EXERCISE INSTRUCTIONS: Put each line of the items below into a JSON list of strings, one string per line. Skip blank lines and leave the picture out.
####
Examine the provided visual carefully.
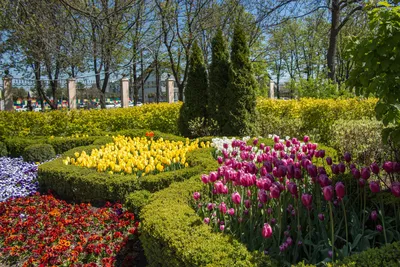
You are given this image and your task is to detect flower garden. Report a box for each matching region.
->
[0,100,400,266]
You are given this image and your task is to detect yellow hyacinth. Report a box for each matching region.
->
[69,136,202,177]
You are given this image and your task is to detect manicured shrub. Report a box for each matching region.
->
[22,144,56,162]
[220,22,257,136]
[207,29,231,134]
[179,41,208,136]
[330,119,389,165]
[0,141,8,157]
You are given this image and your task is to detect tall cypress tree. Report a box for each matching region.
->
[180,41,208,136]
[207,30,230,134]
[222,22,257,136]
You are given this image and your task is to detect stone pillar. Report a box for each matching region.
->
[167,77,175,103]
[67,78,76,109]
[3,76,14,111]
[121,78,129,108]
[269,79,275,98]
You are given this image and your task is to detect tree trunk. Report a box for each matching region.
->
[327,0,340,81]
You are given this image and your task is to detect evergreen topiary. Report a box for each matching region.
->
[207,30,231,134]
[179,41,208,136]
[221,23,256,136]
####
TASK OUTPUT:
[
  "Examine the provided visual carefully.",
  "You are given this image and your task is to detect flower garden. Report a box for each matching region.",
  "->",
  "[0,100,400,266]",
  "You are given this image and your task is to detect yellow hyacinth. Report a box for each matching region.",
  "->",
  "[69,136,202,177]",
  "You are given this image and your task is to detect manicured shrub. Report a box for each matching region.",
  "->",
  "[22,144,56,162]",
  "[220,22,257,136]",
  "[207,29,231,134]",
  "[179,41,208,136]",
  "[330,119,389,165]",
  "[0,141,8,157]",
  "You are given this image and your task is to detect tall cypress tree. Report a box for each matching region.",
  "->",
  "[180,41,208,136]",
  "[207,30,230,134]",
  "[222,22,257,136]",
  "You are given this image and your task is to detect stone pillar. Report a box for each matching region.",
  "->",
  "[167,77,175,103]",
  "[67,78,76,109]",
  "[3,76,14,111]",
  "[121,78,129,108]",
  "[269,79,275,98]",
  "You are given this image and your task is to detect tree trunk. Report a box for each matching region.",
  "->",
  "[327,0,340,81]",
  "You are given this image and your task is to detect evergreen topiary. Report a box for each matching region.",
  "->",
  "[207,30,231,134]",
  "[179,41,208,136]",
  "[221,23,256,136]"
]